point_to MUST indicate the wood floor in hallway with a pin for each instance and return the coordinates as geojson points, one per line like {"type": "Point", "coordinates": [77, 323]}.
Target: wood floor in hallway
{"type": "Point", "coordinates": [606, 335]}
○ ○ ○ ○ ○
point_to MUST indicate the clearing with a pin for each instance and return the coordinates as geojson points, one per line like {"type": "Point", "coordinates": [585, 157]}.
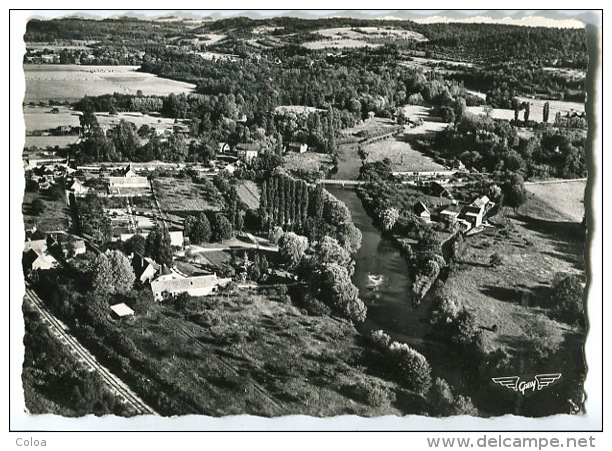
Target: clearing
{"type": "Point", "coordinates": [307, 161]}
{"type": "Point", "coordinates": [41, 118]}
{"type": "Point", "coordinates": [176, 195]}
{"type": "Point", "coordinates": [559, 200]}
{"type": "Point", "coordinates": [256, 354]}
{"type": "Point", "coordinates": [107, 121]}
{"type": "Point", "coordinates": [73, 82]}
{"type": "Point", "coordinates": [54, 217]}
○ ○ ○ ○ ○
Count the lines in the records above that contain the string "floor", treating uppercase and lowercase letters as different. Reply with the number alone.

2